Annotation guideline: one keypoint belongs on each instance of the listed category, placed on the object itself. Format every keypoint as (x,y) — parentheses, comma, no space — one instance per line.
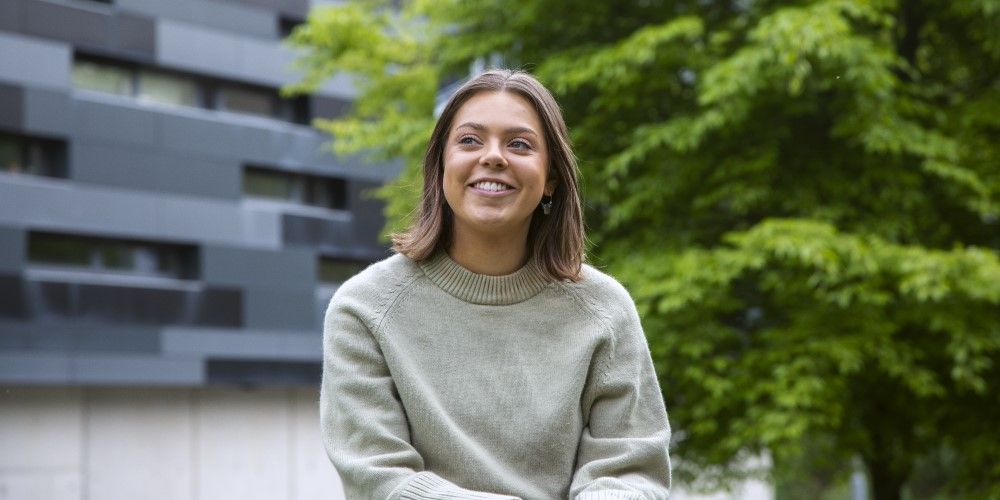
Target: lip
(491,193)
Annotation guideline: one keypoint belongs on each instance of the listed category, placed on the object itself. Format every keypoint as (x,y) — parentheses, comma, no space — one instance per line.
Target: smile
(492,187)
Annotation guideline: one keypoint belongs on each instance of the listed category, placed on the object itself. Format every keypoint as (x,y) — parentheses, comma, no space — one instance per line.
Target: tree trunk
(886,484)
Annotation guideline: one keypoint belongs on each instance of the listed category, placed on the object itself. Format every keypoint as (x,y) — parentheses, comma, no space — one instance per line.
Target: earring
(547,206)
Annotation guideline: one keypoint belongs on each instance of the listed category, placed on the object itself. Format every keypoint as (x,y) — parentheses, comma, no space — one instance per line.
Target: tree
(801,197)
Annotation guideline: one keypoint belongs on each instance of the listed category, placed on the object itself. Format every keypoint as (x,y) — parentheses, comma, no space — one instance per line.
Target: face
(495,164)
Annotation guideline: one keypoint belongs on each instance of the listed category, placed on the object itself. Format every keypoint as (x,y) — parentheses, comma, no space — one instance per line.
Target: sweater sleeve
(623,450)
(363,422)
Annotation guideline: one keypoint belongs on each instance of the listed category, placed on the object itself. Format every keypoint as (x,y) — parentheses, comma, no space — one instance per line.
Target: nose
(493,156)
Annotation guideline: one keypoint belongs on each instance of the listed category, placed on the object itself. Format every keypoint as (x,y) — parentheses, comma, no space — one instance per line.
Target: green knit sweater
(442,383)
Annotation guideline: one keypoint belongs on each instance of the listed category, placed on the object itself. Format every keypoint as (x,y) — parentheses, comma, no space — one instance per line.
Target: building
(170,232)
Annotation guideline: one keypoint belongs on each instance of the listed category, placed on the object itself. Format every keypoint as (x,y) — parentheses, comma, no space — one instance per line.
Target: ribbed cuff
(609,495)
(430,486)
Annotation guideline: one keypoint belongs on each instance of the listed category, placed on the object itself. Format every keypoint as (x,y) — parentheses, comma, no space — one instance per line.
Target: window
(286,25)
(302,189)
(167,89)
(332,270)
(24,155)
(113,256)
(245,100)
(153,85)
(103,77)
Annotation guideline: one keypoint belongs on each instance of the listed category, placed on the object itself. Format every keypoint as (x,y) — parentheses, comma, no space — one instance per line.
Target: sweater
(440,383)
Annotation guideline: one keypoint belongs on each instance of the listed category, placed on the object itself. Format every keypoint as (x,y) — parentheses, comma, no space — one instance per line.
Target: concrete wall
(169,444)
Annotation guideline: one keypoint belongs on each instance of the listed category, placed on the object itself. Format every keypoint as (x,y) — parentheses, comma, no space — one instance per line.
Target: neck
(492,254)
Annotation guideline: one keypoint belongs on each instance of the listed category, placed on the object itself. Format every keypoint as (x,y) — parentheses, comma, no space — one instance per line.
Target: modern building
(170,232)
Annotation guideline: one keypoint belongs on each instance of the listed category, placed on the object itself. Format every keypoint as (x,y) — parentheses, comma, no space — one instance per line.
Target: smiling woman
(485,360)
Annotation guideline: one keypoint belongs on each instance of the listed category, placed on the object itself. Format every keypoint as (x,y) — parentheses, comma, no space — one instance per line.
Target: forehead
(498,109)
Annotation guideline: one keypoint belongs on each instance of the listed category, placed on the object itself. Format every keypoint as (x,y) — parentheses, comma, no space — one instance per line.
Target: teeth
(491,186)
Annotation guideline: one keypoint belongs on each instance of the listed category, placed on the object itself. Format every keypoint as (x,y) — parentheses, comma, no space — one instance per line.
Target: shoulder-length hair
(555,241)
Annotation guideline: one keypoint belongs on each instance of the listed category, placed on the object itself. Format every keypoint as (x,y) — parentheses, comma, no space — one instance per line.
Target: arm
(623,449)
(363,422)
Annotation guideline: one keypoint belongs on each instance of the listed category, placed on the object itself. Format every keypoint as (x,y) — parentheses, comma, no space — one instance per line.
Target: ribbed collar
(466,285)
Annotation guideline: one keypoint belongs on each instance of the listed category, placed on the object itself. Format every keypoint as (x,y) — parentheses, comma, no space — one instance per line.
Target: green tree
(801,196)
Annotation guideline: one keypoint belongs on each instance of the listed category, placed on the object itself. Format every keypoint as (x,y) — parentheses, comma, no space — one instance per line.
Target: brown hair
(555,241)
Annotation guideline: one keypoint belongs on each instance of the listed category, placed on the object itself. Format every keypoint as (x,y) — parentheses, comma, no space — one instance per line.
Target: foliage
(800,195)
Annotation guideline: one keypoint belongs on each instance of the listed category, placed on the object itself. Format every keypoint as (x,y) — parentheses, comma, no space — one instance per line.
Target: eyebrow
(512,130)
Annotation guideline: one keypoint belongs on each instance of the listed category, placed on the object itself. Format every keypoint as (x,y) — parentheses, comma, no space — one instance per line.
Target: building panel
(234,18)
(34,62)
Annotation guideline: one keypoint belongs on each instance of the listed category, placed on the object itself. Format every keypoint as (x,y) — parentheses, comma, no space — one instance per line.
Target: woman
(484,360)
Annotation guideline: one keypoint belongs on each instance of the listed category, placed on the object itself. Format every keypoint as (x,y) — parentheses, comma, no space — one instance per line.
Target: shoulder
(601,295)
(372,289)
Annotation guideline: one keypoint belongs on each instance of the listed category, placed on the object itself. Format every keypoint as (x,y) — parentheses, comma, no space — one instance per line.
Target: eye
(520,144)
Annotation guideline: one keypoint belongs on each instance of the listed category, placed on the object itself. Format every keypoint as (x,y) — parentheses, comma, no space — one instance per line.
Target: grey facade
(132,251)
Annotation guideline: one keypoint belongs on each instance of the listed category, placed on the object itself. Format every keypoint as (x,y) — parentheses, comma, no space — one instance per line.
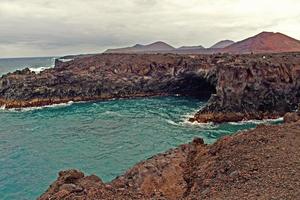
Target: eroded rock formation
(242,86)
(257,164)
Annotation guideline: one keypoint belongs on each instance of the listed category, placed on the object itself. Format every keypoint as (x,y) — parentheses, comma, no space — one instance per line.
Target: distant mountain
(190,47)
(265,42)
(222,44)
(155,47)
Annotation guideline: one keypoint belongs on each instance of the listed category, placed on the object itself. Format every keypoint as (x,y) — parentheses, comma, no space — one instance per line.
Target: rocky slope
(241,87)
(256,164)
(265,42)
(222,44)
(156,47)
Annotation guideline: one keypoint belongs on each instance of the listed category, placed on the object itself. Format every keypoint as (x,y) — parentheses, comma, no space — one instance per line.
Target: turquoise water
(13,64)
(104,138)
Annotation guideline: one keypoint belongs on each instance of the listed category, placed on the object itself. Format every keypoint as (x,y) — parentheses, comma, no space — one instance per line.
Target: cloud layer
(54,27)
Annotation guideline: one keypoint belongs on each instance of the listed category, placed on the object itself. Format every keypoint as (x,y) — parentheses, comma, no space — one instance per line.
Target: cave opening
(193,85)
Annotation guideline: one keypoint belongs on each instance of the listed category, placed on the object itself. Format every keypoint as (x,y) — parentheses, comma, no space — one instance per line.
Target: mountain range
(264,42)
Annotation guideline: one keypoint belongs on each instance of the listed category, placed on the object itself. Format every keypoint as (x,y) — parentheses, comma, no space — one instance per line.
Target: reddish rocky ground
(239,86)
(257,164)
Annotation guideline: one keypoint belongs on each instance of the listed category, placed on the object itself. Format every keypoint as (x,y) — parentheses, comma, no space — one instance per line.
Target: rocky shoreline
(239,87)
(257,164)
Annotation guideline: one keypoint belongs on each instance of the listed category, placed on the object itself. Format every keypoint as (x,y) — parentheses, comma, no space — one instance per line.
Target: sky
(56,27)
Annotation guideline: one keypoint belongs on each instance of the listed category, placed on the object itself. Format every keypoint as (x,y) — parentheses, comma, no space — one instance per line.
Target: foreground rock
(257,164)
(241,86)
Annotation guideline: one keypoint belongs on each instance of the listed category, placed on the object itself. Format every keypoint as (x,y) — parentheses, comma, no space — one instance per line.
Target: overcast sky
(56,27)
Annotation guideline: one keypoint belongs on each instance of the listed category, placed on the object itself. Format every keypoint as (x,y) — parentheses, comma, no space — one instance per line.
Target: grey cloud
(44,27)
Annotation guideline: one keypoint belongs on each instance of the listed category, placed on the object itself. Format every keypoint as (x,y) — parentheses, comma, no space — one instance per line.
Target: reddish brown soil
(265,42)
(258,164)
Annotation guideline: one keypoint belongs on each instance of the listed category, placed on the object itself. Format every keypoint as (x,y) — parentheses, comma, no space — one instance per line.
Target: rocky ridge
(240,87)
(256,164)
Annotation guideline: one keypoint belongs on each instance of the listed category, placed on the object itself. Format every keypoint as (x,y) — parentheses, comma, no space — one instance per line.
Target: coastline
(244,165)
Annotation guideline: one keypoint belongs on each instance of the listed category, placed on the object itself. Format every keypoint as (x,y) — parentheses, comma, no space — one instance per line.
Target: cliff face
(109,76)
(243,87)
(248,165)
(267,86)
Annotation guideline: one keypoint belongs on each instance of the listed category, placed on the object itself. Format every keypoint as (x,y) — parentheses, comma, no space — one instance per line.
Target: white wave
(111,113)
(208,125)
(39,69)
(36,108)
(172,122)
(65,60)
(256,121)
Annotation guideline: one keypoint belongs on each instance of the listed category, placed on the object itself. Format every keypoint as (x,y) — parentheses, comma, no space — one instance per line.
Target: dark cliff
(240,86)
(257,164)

--

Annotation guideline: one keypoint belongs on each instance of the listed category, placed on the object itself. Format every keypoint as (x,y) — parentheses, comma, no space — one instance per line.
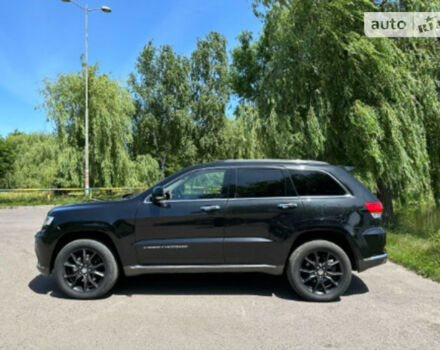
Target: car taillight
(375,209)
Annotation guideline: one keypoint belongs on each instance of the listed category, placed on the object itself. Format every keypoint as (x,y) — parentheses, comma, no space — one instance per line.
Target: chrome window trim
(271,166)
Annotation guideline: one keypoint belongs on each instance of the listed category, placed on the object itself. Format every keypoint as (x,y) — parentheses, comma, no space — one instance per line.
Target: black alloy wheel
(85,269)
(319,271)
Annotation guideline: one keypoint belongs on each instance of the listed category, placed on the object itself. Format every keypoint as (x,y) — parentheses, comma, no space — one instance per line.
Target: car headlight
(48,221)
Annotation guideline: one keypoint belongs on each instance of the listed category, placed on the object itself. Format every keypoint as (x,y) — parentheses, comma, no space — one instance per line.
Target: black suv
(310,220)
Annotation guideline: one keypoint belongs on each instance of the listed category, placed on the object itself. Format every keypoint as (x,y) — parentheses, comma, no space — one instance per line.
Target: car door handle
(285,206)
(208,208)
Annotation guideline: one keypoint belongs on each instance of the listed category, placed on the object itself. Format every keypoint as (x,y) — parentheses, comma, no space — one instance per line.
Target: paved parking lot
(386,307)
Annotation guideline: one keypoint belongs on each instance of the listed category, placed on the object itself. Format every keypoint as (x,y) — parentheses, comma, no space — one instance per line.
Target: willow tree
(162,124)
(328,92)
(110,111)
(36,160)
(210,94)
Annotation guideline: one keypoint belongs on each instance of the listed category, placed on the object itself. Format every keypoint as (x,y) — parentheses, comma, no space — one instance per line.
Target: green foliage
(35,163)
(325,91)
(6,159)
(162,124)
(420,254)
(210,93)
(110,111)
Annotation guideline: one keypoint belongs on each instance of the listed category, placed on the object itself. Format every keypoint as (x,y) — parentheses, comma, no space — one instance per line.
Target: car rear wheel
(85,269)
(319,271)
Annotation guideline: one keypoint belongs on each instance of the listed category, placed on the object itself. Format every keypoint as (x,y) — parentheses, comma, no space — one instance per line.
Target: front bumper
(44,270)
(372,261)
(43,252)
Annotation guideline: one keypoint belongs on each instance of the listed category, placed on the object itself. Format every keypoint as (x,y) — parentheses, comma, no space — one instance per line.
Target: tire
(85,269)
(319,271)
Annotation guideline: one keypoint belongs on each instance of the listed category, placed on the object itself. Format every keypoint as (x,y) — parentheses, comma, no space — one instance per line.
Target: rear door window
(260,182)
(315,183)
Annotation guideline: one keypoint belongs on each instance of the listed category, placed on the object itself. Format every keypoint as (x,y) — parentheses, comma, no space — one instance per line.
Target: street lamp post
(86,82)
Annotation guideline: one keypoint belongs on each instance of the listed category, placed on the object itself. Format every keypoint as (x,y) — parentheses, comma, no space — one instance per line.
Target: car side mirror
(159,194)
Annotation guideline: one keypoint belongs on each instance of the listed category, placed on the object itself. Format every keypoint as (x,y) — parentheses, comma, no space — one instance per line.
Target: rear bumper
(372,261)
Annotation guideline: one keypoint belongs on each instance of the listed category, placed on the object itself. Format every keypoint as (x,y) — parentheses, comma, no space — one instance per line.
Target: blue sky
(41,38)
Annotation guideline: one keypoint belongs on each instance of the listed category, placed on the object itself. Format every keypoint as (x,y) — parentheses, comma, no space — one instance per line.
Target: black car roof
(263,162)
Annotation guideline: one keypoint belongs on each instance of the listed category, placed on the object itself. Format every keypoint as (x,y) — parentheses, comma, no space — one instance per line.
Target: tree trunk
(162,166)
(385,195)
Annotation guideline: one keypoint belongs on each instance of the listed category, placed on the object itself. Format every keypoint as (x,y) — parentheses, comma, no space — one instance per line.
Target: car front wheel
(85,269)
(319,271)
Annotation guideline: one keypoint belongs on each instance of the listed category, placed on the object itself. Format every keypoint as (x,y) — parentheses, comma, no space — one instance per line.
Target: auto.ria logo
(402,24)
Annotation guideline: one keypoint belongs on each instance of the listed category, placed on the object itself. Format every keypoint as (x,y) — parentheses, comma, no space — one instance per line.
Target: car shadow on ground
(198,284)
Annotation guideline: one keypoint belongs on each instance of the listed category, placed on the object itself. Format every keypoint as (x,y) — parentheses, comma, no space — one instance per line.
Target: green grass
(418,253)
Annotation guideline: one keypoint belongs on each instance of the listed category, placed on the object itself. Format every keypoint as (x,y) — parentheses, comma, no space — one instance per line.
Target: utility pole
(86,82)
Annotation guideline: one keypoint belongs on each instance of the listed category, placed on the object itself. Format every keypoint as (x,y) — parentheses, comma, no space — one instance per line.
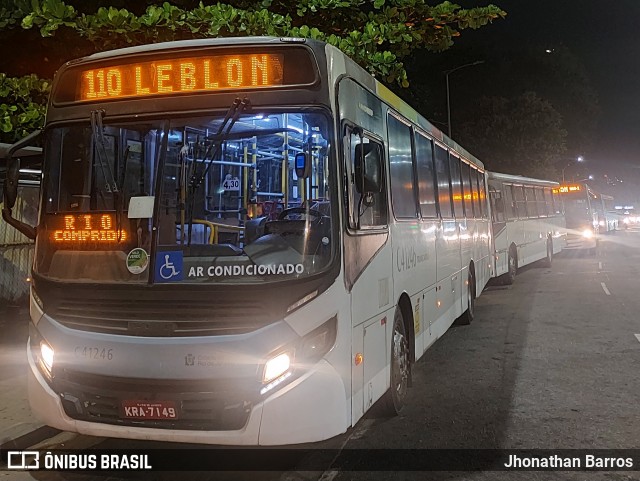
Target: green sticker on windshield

◆ **What needs to be done**:
Count how many lines in the items above contain the string "rear". Matching is case-sensitive, and the reply should be only the number.

◆ **Answer for the task**:
3